Entries from a dataset
☆ ☆ ☆ ☆

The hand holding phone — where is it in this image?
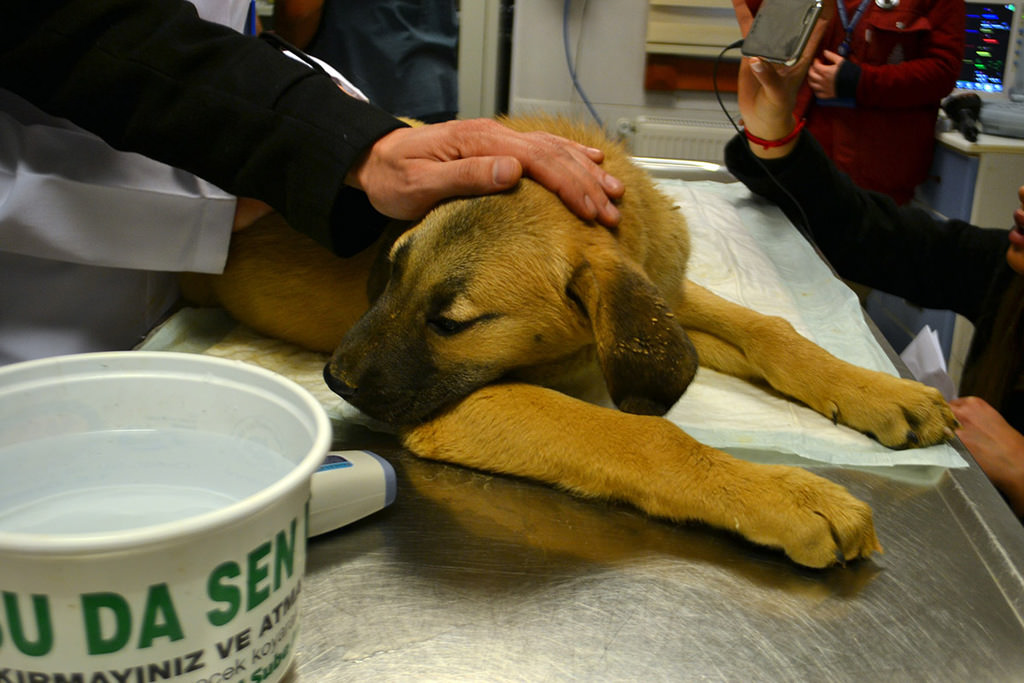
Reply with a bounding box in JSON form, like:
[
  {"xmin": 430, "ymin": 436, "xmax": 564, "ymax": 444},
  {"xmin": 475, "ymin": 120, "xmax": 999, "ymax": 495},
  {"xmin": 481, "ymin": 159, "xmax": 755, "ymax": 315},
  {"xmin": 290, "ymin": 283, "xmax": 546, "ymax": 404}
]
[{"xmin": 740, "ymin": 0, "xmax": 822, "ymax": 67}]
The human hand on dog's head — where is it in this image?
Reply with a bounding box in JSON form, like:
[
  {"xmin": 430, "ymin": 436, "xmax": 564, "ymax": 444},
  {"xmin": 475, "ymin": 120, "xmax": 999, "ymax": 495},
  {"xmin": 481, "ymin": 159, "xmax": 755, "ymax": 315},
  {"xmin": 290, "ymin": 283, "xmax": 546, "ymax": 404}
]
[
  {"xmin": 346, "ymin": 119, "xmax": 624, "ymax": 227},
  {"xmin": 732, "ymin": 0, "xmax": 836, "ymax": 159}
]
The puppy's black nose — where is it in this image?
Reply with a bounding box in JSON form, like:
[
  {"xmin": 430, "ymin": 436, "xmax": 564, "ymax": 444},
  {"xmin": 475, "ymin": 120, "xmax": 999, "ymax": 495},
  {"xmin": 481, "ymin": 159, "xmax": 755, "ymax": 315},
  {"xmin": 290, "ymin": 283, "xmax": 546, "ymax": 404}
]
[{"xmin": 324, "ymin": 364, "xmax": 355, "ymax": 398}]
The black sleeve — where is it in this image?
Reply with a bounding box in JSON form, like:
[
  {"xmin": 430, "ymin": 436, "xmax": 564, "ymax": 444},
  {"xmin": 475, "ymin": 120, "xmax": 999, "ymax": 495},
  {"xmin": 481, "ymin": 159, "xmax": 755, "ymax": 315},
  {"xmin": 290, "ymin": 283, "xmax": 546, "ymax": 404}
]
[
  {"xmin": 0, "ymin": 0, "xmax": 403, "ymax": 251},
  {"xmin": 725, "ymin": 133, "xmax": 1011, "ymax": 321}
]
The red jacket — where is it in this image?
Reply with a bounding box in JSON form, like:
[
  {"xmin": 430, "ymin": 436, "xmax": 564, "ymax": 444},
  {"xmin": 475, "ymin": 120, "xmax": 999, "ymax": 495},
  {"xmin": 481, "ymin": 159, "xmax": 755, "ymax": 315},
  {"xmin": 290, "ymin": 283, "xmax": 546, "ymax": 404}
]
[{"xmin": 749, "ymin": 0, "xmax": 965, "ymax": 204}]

☆ ☆ ☆ ☆

Find every line in the records above that contains the word "black" and copy each of those lines.

The puppy's black nose — where is it in this image?
The black sleeve — where is it in this image?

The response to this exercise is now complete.